+++ Source data

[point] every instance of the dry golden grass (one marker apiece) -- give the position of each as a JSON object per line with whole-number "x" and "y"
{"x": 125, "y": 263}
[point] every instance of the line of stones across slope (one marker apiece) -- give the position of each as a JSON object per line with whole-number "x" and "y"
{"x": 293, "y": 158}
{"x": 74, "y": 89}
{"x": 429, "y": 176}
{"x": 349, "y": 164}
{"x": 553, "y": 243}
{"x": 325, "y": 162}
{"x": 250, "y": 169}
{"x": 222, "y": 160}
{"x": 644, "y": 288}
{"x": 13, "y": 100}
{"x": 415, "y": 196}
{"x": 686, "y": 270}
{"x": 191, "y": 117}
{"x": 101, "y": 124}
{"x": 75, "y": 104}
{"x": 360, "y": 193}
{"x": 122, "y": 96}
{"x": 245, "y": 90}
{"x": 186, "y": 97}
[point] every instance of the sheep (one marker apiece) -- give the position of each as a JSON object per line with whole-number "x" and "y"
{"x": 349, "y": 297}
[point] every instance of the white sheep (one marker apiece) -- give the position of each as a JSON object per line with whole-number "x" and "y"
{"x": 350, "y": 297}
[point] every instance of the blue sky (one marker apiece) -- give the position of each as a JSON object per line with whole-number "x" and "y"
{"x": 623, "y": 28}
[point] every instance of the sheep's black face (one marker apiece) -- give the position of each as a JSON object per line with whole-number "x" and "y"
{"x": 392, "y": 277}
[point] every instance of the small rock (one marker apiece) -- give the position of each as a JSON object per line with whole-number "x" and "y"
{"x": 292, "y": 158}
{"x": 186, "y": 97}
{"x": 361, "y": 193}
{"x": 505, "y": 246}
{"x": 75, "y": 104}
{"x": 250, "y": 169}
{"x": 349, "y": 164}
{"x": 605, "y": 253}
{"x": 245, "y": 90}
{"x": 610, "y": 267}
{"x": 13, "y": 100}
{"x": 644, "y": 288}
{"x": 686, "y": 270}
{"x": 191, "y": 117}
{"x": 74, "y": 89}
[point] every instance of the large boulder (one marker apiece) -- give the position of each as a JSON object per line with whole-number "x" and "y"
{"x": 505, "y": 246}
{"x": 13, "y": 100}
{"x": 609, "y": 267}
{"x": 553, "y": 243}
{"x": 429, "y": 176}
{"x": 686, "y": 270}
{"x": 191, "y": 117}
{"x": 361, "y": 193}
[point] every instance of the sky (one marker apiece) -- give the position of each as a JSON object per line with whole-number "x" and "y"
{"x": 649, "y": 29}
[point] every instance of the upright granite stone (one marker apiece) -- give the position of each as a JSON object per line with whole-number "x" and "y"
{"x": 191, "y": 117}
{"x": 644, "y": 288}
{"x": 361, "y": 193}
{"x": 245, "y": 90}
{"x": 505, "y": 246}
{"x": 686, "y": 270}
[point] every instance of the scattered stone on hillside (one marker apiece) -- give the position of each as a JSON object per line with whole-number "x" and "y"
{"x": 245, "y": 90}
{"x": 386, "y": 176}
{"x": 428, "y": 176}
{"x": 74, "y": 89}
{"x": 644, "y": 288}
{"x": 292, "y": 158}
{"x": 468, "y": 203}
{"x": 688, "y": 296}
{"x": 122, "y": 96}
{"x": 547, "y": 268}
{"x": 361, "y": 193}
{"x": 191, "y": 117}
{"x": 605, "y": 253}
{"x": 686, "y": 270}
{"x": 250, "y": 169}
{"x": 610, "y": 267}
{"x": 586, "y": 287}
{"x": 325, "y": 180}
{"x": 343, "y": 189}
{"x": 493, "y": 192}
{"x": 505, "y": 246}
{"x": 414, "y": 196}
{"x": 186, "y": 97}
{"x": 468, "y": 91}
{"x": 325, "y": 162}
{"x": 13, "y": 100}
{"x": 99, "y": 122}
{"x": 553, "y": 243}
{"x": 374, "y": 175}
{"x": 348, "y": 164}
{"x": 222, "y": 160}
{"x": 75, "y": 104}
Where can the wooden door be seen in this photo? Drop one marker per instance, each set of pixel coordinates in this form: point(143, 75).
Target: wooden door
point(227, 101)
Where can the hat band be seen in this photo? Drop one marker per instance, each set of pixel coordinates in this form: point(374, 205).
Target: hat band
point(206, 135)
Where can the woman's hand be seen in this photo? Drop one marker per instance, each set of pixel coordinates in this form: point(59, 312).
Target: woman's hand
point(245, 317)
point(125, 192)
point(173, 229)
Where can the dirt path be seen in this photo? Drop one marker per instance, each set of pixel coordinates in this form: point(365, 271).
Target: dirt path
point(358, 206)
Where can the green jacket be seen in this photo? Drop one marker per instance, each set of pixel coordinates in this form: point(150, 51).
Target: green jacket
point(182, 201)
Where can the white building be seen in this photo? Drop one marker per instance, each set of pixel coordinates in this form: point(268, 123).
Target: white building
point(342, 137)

++++++

*Exercise goal*: Copy each entry exactly. Omit none.

*Result below*:
[point] every instance of the dry golden grass (one marker apiece) -- give the position of each as a JSON object per line with whole-number "x" and "y"
{"x": 125, "y": 263}
[point] every instance of the line of stones across slope (one marker apiece) -- give the position of each as a JSON object per line with whole-number "x" and "y"
{"x": 293, "y": 158}
{"x": 74, "y": 89}
{"x": 429, "y": 176}
{"x": 349, "y": 164}
{"x": 553, "y": 243}
{"x": 325, "y": 162}
{"x": 250, "y": 169}
{"x": 222, "y": 160}
{"x": 644, "y": 288}
{"x": 13, "y": 100}
{"x": 415, "y": 196}
{"x": 686, "y": 270}
{"x": 191, "y": 117}
{"x": 101, "y": 124}
{"x": 75, "y": 104}
{"x": 360, "y": 193}
{"x": 122, "y": 96}
{"x": 245, "y": 90}
{"x": 186, "y": 97}
[point] every instance of the sheep (one marker apiece) -- give the position of each as a JSON object per line with whole-number "x" and "y"
{"x": 349, "y": 297}
[point] every instance of the white sheep (one marker apiece) -- give the position of each as a JSON object per line with whole-number "x" and "y"
{"x": 350, "y": 297}
[point] every instance of the blue sky (one marker apiece) -- give the position of each as a JSON object per line with whole-number "x" and "y"
{"x": 623, "y": 28}
[point] every instance of the sheep's black face (one marker apiece) -- give the position of each as a JSON object per line with whole-number "x" and "y"
{"x": 392, "y": 277}
[point] every instance of the small rock (one marker apiece) -- give the position of each as a JSON object per line with whole-number "x" and "y"
{"x": 292, "y": 158}
{"x": 186, "y": 97}
{"x": 361, "y": 193}
{"x": 505, "y": 246}
{"x": 75, "y": 104}
{"x": 250, "y": 169}
{"x": 349, "y": 164}
{"x": 605, "y": 253}
{"x": 245, "y": 90}
{"x": 610, "y": 267}
{"x": 13, "y": 100}
{"x": 644, "y": 288}
{"x": 686, "y": 270}
{"x": 191, "y": 117}
{"x": 74, "y": 89}
[point] every instance of the large boulder (one marker apiece) -- give the position of each as a JSON object per line with whole-number "x" and "y"
{"x": 505, "y": 246}
{"x": 13, "y": 100}
{"x": 609, "y": 267}
{"x": 553, "y": 243}
{"x": 429, "y": 176}
{"x": 686, "y": 270}
{"x": 191, "y": 117}
{"x": 361, "y": 193}
[point] every instance of the sky (one marker apiece) -- give the position of each as a JSON object per line with whole-number "x" and "y"
{"x": 649, "y": 29}
[point] every instance of the upright granite stone (one marker apiece) -- give the position of each as a JSON object per line with whole-number "x" and "y"
{"x": 191, "y": 117}
{"x": 644, "y": 288}
{"x": 361, "y": 193}
{"x": 245, "y": 90}
{"x": 505, "y": 246}
{"x": 686, "y": 270}
[point] every instance of the scattered stone on hillside (one marker apiece) -- give the position of each as a JSON object per line with whole-number "x" and "y"
{"x": 245, "y": 90}
{"x": 386, "y": 176}
{"x": 428, "y": 176}
{"x": 74, "y": 89}
{"x": 644, "y": 288}
{"x": 292, "y": 158}
{"x": 468, "y": 203}
{"x": 688, "y": 296}
{"x": 122, "y": 96}
{"x": 547, "y": 268}
{"x": 361, "y": 193}
{"x": 191, "y": 117}
{"x": 605, "y": 253}
{"x": 686, "y": 270}
{"x": 250, "y": 169}
{"x": 610, "y": 267}
{"x": 586, "y": 287}
{"x": 325, "y": 180}
{"x": 343, "y": 189}
{"x": 493, "y": 192}
{"x": 505, "y": 246}
{"x": 414, "y": 196}
{"x": 186, "y": 97}
{"x": 468, "y": 91}
{"x": 325, "y": 162}
{"x": 13, "y": 100}
{"x": 99, "y": 122}
{"x": 553, "y": 243}
{"x": 374, "y": 175}
{"x": 348, "y": 164}
{"x": 222, "y": 160}
{"x": 75, "y": 104}
Where can the wooden door be seen in this photo? Drop one marker per instance, each set of pixel coordinates in this form: point(143, 75).
Target: wooden door
point(227, 101)
Where can the hat band be seen in this photo? Drop one marker per instance, each set of pixel coordinates in this form: point(374, 205).
Target: hat band
point(206, 135)
Where can the woman's hand be seen in this photo? Drop one marker per instance, each set of pixel coordinates in this form: point(59, 312).
Target: woman's hand
point(245, 317)
point(125, 192)
point(173, 229)
Where can the dirt path be seen in this photo? Drop one marker per instance, each set of pixel coordinates in this form: point(365, 271).
Target: dirt path
point(358, 206)
Where can the green jacket be seen in this photo? Drop one marker per instance, each set of pixel coordinates in this form: point(150, 51).
Target: green jacket
point(182, 201)
Where can the white building be seen in this photo? Drop one marker per instance, each set of pixel coordinates in this form: point(268, 123).
Target: white building
point(342, 137)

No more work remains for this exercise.